> **Work required**: Your answer should be the lines from the one containing "Query: cluster of berries" through the final line below, copied exactly.

· · · · ·

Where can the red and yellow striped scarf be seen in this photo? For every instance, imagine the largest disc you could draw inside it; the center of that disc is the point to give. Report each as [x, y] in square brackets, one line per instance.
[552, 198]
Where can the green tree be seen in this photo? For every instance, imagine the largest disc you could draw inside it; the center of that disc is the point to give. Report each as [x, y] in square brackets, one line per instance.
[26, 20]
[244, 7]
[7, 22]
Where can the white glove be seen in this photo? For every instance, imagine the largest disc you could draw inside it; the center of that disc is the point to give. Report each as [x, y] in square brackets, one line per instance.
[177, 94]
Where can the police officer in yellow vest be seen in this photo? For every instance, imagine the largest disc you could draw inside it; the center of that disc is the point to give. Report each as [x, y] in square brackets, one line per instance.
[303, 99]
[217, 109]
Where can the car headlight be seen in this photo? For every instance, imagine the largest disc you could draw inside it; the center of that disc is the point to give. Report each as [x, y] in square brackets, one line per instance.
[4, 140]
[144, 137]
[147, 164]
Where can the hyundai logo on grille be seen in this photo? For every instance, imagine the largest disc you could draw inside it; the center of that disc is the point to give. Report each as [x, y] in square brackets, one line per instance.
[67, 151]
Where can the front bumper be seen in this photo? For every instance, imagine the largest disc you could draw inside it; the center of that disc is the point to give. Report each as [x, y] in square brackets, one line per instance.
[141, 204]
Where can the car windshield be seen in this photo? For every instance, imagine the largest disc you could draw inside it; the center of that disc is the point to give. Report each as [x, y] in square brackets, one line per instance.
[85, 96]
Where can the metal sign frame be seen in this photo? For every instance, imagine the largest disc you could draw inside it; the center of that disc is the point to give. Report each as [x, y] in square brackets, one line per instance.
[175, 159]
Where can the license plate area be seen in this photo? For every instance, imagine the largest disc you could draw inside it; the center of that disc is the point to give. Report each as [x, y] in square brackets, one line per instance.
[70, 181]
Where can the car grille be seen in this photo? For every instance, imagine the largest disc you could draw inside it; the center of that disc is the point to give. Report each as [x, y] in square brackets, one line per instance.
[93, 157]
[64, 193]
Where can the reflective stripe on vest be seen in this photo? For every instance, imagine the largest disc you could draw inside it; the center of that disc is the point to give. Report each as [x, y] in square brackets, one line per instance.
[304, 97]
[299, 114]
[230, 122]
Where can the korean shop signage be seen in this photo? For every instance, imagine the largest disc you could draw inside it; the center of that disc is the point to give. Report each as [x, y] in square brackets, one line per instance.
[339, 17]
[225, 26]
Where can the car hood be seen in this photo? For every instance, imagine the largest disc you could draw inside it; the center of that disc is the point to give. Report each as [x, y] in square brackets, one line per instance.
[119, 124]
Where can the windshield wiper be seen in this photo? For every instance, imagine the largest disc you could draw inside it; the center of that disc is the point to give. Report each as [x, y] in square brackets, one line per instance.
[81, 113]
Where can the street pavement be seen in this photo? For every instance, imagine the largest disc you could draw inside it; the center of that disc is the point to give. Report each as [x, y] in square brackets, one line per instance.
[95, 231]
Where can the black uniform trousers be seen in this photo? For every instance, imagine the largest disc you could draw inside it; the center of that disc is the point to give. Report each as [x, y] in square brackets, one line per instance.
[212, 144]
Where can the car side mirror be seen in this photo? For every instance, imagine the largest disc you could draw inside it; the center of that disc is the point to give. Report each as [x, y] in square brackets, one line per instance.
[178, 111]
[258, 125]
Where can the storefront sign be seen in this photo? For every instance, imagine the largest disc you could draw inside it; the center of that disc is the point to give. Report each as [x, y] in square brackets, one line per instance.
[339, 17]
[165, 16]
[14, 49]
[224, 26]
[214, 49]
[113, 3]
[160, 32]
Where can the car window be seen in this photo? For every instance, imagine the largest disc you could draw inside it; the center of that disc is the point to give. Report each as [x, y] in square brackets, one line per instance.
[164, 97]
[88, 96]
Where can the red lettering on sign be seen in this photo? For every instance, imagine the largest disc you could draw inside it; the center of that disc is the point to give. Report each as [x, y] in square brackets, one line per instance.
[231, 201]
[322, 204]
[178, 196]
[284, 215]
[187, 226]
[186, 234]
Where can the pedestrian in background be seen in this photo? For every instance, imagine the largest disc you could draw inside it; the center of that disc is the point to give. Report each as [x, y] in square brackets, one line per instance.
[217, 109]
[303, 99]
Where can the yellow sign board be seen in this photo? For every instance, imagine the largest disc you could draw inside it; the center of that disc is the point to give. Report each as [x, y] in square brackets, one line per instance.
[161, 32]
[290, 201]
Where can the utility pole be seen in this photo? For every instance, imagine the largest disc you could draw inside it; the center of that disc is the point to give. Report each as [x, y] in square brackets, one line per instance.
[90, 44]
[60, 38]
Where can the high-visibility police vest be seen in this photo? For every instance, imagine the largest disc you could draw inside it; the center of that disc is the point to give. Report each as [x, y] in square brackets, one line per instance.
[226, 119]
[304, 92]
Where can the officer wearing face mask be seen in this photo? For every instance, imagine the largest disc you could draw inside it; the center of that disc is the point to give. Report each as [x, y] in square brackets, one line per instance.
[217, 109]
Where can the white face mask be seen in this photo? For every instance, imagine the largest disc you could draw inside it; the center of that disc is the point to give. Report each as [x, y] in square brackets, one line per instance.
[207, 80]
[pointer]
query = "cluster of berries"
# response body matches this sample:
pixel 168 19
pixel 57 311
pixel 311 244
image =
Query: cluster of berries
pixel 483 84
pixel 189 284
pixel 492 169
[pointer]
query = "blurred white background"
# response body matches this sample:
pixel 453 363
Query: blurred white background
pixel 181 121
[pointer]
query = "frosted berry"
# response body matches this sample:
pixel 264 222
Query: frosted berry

· · · · ·

> **Reply to the exercise**:
Query: cluster of berries
pixel 483 84
pixel 189 284
pixel 492 169
[pointer]
query = "blurred white background"
# response body matches this sample:
pixel 453 363
Query: blurred white background
pixel 181 121
[pointer]
query = "frosted berry"
# response body matches this sample:
pixel 264 222
Query: frosted berry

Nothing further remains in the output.